§ Entries from a point annotation set
▼▼▼

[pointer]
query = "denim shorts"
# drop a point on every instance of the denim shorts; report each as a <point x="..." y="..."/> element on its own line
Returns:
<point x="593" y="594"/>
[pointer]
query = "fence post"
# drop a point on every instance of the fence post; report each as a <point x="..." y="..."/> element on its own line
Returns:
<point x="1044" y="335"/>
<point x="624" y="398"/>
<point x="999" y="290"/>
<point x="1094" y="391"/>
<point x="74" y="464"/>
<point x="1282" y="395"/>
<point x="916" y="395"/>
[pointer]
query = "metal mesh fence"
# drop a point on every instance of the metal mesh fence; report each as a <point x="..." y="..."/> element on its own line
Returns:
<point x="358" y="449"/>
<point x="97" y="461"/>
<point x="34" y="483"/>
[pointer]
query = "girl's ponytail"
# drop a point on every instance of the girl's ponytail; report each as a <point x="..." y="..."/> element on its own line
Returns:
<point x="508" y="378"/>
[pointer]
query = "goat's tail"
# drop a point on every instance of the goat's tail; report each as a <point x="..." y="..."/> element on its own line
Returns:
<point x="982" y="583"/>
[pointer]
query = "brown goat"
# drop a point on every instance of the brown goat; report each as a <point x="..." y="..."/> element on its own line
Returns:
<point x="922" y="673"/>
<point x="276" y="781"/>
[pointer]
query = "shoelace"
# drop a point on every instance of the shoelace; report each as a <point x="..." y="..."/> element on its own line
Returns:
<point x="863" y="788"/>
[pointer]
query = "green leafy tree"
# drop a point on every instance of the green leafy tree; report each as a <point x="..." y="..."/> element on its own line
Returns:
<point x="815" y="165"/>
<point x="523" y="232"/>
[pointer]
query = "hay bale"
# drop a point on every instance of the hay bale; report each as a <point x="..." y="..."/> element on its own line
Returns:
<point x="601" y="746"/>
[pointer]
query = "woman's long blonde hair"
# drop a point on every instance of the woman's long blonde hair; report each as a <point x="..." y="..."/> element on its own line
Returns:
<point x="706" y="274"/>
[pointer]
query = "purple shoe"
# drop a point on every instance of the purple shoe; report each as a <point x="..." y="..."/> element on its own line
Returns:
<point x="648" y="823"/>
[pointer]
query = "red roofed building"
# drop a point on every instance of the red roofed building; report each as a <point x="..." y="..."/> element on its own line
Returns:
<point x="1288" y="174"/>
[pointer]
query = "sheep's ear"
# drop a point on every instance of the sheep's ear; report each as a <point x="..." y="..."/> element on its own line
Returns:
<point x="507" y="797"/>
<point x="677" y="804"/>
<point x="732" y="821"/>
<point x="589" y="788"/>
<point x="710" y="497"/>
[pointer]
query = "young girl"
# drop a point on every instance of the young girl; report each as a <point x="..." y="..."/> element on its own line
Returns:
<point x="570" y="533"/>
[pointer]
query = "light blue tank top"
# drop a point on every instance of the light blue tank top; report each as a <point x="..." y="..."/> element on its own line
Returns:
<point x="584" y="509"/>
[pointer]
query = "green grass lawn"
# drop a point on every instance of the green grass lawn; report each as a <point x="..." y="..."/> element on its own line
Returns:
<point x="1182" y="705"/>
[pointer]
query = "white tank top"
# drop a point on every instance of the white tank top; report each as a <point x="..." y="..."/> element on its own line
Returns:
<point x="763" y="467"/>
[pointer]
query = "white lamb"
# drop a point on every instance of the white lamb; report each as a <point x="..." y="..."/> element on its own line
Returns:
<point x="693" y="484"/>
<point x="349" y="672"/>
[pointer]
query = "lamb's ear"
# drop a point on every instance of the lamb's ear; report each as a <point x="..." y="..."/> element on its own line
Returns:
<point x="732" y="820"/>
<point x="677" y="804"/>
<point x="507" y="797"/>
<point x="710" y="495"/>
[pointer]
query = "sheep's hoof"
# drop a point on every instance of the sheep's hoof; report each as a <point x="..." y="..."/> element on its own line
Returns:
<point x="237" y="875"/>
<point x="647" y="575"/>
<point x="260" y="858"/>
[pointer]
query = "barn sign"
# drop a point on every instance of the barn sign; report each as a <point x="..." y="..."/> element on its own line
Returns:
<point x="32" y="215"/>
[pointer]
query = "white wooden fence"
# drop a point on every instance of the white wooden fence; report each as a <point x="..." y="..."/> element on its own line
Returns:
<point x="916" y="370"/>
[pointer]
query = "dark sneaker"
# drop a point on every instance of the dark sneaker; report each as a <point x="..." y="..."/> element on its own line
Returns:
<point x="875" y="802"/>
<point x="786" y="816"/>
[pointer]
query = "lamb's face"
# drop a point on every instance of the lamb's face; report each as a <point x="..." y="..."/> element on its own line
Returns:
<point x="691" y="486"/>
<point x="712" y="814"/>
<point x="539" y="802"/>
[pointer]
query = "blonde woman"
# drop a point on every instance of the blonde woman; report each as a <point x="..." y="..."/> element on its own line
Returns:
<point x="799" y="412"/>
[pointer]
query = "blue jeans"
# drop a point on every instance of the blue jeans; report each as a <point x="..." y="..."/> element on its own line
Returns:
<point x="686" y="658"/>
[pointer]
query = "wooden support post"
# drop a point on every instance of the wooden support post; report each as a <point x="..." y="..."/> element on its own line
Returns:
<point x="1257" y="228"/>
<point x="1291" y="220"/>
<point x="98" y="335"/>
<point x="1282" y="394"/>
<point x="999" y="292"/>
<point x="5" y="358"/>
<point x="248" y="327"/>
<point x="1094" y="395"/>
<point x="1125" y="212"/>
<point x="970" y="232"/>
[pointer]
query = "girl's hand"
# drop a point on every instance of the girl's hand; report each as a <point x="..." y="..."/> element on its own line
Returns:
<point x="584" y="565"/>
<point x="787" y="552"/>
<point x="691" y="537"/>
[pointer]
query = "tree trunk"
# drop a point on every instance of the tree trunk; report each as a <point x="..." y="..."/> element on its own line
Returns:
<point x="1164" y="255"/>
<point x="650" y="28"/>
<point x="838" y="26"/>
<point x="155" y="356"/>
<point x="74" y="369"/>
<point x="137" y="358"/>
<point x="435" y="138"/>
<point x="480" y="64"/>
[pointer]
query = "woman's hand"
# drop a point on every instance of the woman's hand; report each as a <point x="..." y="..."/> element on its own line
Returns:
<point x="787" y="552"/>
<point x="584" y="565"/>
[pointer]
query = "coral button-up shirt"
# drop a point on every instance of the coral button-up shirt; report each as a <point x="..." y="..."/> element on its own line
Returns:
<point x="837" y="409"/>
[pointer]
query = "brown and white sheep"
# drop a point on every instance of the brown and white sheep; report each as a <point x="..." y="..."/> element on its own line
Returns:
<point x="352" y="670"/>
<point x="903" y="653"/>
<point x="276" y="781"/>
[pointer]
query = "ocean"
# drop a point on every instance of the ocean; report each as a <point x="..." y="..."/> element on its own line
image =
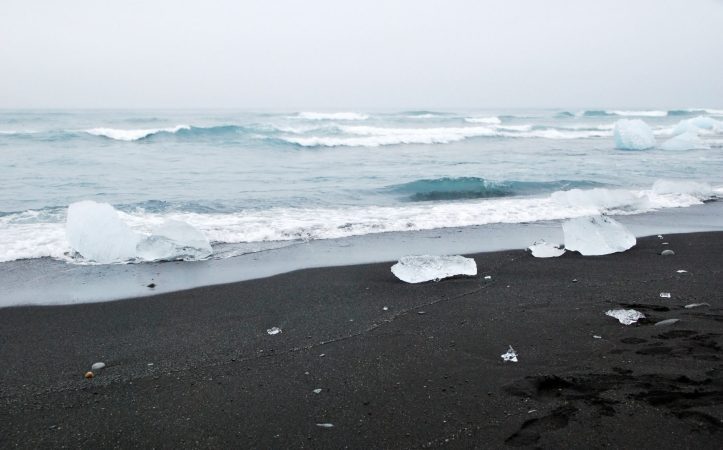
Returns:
<point x="253" y="181"/>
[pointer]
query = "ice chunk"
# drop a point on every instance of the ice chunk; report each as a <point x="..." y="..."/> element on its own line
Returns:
<point x="541" y="249"/>
<point x="597" y="235"/>
<point x="174" y="239"/>
<point x="696" y="124"/>
<point x="421" y="268"/>
<point x="95" y="231"/>
<point x="633" y="134"/>
<point x="626" y="316"/>
<point x="665" y="322"/>
<point x="511" y="355"/>
<point x="688" y="140"/>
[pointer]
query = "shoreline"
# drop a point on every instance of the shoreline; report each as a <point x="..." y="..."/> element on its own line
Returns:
<point x="198" y="368"/>
<point x="26" y="281"/>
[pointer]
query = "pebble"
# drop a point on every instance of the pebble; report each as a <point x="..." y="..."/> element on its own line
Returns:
<point x="665" y="322"/>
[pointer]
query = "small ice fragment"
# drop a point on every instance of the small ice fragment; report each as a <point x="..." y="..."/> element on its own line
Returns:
<point x="597" y="235"/>
<point x="542" y="249"/>
<point x="421" y="268"/>
<point x="626" y="316"/>
<point x="688" y="140"/>
<point x="511" y="355"/>
<point x="633" y="134"/>
<point x="696" y="305"/>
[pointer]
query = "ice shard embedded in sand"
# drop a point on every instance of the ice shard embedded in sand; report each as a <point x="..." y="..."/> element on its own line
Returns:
<point x="596" y="235"/>
<point x="543" y="249"/>
<point x="421" y="268"/>
<point x="626" y="316"/>
<point x="633" y="134"/>
<point x="96" y="232"/>
<point x="174" y="239"/>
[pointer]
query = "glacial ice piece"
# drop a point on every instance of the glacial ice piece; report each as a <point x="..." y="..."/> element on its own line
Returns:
<point x="172" y="240"/>
<point x="96" y="232"/>
<point x="511" y="355"/>
<point x="626" y="316"/>
<point x="633" y="134"/>
<point x="542" y="249"/>
<point x="688" y="140"/>
<point x="421" y="268"/>
<point x="696" y="124"/>
<point x="597" y="235"/>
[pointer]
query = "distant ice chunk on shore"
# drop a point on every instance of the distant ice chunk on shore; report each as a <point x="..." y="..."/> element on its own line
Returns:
<point x="633" y="134"/>
<point x="543" y="249"/>
<point x="597" y="235"/>
<point x="174" y="239"/>
<point x="421" y="268"/>
<point x="696" y="124"/>
<point x="688" y="140"/>
<point x="96" y="232"/>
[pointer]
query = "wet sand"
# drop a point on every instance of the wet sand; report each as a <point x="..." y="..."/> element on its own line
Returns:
<point x="197" y="368"/>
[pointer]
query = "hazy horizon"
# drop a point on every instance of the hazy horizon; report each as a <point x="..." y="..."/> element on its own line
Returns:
<point x="361" y="55"/>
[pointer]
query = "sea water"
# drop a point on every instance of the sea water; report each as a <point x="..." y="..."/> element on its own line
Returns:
<point x="253" y="181"/>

▲▲▲

§ AIM OF THE EXERCISE
List every line of the records above that contains the word "building", copying each line in full.

§ REPLY
query = "red roofed building"
# drop a point on every instance of the red roofed building; report each as a <point x="..." y="..."/> element on its own line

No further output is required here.